» **Stated exercise**: Please write out everything from the line containing "Target: reflection on water" down to the last line of the records below, both included, as a numbered list with blank lines left out.

» **Provided records**:

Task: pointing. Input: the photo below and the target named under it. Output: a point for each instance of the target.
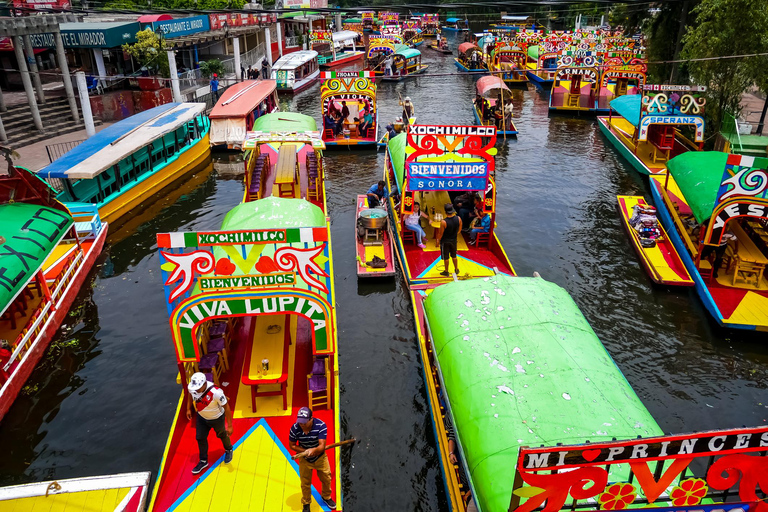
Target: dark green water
(104, 399)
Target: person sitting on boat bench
(308, 435)
(377, 194)
(212, 412)
(447, 234)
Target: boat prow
(377, 246)
(662, 262)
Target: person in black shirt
(447, 235)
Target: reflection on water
(106, 396)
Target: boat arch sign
(192, 312)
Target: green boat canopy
(407, 51)
(628, 107)
(35, 239)
(272, 213)
(285, 122)
(396, 148)
(698, 174)
(521, 366)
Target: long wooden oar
(334, 445)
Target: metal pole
(174, 77)
(85, 102)
(19, 51)
(32, 63)
(65, 76)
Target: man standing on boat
(212, 412)
(308, 435)
(447, 238)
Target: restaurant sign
(701, 472)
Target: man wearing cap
(447, 235)
(213, 412)
(308, 435)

» **Written response**:
1. Target: reflection on water
2. (106, 396)
3. Target: boat arch sign
4. (192, 312)
5. Target: green boat canopy
6. (407, 51)
7. (628, 107)
8. (35, 239)
9. (272, 213)
10. (285, 122)
11. (396, 148)
12. (698, 174)
13. (521, 366)
14. Target: long wooden oar
15. (334, 445)
16. Target: metal pole
17. (174, 77)
18. (85, 102)
19. (19, 51)
20. (32, 63)
21. (65, 76)
22. Target: man standing on boat
23. (212, 412)
24. (308, 435)
25. (447, 238)
26. Target: restaurant sign
27. (701, 472)
28. Target: man wearing cap
29. (447, 235)
30. (213, 412)
31. (308, 435)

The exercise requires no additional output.